%%

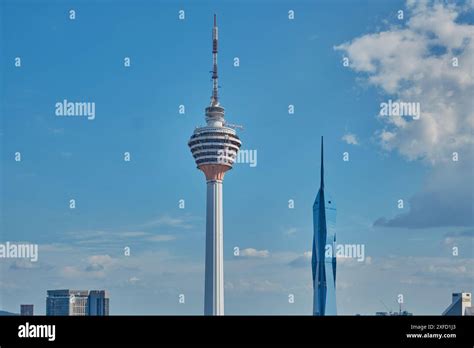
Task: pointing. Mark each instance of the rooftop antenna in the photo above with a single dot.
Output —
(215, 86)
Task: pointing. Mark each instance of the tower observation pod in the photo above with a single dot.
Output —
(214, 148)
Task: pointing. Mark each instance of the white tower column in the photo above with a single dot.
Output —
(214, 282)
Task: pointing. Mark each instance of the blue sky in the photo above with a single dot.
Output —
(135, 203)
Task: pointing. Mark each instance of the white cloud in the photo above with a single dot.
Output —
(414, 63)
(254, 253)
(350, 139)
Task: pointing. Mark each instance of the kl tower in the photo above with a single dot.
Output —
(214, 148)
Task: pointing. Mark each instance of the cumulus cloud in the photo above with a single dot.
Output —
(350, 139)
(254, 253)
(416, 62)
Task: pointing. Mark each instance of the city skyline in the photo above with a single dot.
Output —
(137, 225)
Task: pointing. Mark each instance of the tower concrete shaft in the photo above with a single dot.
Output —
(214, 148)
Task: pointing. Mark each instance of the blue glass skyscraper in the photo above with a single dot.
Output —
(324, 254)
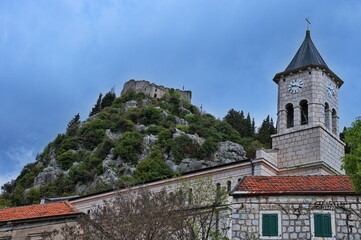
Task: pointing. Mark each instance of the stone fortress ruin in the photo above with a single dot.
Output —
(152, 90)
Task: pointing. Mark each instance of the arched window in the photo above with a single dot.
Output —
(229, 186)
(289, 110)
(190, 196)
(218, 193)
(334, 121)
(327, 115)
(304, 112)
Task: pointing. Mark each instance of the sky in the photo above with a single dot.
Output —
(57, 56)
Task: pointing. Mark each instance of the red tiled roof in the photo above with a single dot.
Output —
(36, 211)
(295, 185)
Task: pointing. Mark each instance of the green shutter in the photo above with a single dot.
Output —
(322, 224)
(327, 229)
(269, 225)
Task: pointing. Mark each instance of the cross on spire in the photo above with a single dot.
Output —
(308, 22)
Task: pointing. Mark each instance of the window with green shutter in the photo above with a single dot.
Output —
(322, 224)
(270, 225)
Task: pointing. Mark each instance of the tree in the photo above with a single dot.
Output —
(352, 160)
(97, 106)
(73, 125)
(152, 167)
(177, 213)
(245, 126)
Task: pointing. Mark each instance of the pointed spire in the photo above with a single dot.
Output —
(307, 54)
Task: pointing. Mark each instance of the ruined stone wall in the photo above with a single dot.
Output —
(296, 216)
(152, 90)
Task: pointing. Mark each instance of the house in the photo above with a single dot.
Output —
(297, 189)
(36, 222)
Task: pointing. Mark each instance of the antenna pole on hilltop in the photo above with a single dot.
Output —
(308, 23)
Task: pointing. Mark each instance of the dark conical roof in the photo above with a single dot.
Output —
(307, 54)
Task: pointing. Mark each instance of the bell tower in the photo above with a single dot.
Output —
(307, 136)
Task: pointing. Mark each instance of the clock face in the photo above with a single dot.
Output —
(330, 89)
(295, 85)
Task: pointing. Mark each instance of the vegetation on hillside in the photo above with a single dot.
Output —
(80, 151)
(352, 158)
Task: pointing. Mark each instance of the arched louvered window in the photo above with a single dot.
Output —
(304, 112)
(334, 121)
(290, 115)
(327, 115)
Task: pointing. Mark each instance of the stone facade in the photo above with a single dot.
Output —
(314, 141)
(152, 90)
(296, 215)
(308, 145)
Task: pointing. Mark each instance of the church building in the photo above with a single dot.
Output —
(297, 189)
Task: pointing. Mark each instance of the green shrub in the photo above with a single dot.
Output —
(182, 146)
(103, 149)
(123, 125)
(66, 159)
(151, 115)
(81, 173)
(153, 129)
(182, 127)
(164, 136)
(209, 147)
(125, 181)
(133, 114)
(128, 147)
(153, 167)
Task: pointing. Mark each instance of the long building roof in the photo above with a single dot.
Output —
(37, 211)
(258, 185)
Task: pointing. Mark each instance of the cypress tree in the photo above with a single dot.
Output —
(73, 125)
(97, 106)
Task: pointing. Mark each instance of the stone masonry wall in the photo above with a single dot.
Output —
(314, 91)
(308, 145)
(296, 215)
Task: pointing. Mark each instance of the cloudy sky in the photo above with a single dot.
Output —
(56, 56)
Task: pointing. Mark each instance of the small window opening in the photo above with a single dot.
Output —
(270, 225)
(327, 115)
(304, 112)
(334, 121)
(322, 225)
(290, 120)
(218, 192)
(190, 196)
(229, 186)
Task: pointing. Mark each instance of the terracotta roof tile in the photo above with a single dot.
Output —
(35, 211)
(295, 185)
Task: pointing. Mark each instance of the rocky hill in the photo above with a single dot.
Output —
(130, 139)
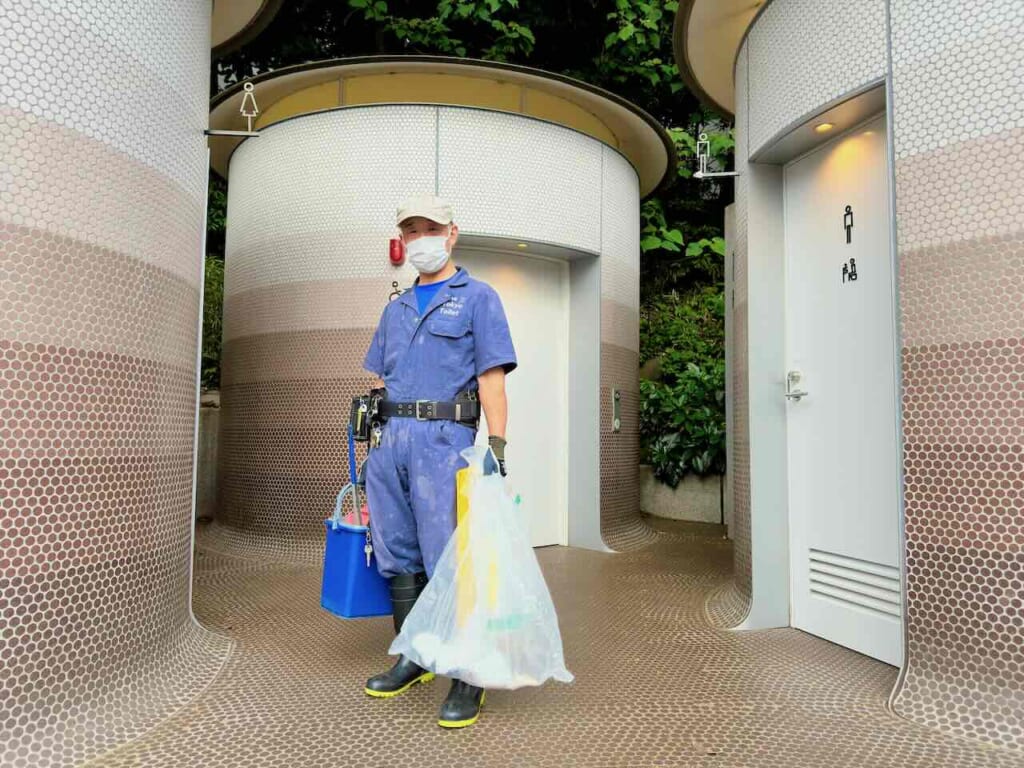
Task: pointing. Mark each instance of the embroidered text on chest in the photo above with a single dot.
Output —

%%
%%

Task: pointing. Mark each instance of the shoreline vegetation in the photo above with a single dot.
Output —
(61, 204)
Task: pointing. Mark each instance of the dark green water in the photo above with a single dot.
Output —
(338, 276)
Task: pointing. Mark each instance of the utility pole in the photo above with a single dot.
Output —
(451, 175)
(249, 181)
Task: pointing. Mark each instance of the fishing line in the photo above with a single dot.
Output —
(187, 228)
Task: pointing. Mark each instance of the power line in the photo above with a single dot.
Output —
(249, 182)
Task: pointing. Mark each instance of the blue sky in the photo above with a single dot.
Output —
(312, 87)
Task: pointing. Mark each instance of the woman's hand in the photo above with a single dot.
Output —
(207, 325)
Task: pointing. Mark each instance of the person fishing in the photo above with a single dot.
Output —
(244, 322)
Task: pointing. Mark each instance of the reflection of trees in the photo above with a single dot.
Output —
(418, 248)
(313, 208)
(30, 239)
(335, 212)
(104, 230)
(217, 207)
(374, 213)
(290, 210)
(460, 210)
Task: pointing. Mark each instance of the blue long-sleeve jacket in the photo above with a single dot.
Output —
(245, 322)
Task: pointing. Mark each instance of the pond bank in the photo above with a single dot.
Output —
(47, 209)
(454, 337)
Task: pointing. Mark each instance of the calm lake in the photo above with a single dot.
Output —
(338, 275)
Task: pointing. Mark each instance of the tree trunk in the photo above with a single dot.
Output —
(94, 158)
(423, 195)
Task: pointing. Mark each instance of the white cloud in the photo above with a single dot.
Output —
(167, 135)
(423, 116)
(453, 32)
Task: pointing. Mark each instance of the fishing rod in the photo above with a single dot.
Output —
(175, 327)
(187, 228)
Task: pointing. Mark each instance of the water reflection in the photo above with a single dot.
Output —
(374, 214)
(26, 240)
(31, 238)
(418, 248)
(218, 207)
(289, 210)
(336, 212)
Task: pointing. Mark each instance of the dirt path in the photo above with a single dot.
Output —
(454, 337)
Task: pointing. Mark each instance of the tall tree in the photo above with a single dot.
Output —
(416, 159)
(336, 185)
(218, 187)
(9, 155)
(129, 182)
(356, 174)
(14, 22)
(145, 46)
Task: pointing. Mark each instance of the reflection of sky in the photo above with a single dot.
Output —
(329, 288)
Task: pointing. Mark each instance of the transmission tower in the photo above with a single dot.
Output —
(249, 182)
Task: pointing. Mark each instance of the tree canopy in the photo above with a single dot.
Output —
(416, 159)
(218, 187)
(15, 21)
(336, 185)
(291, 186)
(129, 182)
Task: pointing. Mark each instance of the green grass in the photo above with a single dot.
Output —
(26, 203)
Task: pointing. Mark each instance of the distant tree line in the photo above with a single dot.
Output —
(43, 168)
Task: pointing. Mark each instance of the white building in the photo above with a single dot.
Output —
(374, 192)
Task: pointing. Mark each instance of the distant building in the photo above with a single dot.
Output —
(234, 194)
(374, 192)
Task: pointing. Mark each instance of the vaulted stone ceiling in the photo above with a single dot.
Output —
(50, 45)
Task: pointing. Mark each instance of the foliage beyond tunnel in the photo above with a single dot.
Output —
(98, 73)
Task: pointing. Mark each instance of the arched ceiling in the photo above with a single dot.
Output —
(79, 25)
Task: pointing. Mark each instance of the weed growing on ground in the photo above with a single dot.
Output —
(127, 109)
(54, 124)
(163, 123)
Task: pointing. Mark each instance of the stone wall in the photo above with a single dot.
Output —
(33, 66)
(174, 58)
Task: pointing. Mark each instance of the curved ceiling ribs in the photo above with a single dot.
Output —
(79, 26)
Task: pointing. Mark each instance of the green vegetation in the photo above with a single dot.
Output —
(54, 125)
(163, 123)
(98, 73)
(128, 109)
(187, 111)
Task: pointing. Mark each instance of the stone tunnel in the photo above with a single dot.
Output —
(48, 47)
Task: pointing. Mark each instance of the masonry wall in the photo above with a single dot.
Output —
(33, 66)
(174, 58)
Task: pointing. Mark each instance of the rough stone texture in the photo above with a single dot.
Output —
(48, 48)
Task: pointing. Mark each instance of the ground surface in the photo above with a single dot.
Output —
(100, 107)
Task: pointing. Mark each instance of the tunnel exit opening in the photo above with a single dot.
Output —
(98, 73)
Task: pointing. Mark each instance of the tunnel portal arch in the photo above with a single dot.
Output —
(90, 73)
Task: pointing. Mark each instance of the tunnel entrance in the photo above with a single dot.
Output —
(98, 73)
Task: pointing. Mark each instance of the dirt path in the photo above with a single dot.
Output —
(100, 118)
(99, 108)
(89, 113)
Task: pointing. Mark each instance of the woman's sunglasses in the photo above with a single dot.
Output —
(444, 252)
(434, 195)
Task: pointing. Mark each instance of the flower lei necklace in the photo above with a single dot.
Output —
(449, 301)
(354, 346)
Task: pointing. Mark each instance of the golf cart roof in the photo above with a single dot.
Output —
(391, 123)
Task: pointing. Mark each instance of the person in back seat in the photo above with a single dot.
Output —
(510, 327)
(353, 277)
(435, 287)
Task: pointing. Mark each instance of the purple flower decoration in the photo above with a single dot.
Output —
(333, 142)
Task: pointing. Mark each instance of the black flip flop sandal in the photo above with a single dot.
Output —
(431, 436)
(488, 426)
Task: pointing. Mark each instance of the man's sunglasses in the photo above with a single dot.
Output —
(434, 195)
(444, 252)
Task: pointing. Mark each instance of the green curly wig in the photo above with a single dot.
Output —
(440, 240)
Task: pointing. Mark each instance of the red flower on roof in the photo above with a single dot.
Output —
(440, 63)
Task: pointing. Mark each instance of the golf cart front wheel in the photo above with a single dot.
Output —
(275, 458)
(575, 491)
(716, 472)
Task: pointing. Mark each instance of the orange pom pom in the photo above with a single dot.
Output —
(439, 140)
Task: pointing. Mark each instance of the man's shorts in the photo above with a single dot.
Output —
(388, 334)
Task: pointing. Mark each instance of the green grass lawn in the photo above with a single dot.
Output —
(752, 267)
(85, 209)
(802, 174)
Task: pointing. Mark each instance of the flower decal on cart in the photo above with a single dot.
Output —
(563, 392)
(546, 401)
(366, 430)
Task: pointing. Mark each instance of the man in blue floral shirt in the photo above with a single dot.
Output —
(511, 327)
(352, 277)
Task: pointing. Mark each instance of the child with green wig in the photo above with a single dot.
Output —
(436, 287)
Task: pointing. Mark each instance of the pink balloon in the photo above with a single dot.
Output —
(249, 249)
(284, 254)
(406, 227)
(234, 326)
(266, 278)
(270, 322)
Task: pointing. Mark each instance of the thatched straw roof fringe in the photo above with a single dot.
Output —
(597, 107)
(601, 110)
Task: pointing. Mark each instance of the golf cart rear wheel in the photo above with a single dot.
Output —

%%

▶ _EXERCISE AIM_:
Give only the lines from the one holding "Task: pointing. Mark each instance of the rooftop" through the one holding "Task: pointing. Mark each instance of the tower concrete", each restated exactly as it appears above.

▶ _RESPONSE AREA_:
Task: pointing. Mark each instance of the rooftop antenna in the photo above with a single dot.
Output —
(215, 86)
Task: pointing. Mark each instance of the tower observation pod in the photo above with a single dot.
Output —
(214, 148)
Task: pointing. Mark each instance of the white tower column in the photo above with a single dot.
Output —
(214, 282)
Task: pointing. Mark each instance of the blue sky in the photo above with a single dot.
Output —
(135, 203)
Task: pointing. Mark each instance of the white cloud in the photo above with a single dot.
Output —
(414, 63)
(254, 253)
(350, 139)
Task: pointing. Mark each instance of the kl tower in the photo above with a single dot.
Output —
(214, 148)
Task: pointing. Mark each instance of the cumulus cloud in the photo above with a single dot.
Output —
(350, 139)
(254, 253)
(416, 62)
Task: pointing. Mark each instance of the city skyline in the photo above with a single dot.
Output —
(137, 225)
Task: pointing. Mark each instance of the tower concrete shaft in the photo above with a single dot.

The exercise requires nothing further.